**Requirements:** Rewrite the entries starting at the line that contains "Place a point on every instance of the snow-capped" and ending at the line that contains "Target: snow-capped mountain", swapping "snow-capped mountain" for "snowy peak" and changing nothing else. Please leave the pictures out of your answer.

**Listing:**
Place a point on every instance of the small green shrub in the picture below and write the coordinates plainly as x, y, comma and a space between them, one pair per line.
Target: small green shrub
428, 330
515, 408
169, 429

...

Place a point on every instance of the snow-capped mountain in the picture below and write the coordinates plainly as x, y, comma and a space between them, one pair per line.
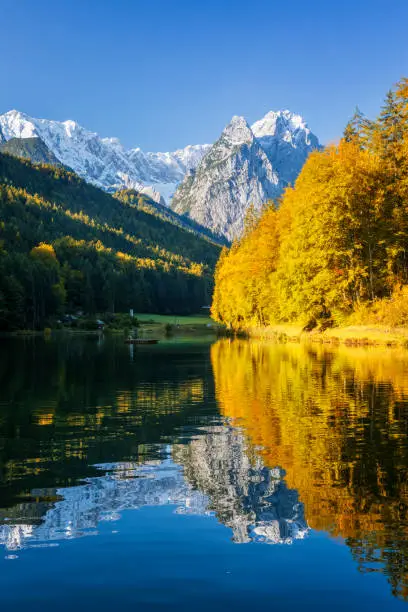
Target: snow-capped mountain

* * *

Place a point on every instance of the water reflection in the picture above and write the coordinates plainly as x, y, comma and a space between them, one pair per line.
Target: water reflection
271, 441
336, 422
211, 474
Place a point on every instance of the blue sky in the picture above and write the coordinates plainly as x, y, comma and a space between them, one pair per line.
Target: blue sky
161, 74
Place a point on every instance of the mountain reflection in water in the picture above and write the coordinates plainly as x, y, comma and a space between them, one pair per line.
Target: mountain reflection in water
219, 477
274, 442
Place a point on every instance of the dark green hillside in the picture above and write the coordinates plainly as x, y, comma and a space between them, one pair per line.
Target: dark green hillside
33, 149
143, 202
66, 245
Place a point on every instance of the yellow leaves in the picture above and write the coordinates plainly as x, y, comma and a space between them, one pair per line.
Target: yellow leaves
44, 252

**Written answer:**
Place a point on every instance of the snowy peak in the picture below and write the coordinates plainly as x, y, comma and a space between them, one pair per line.
Target: snowy peak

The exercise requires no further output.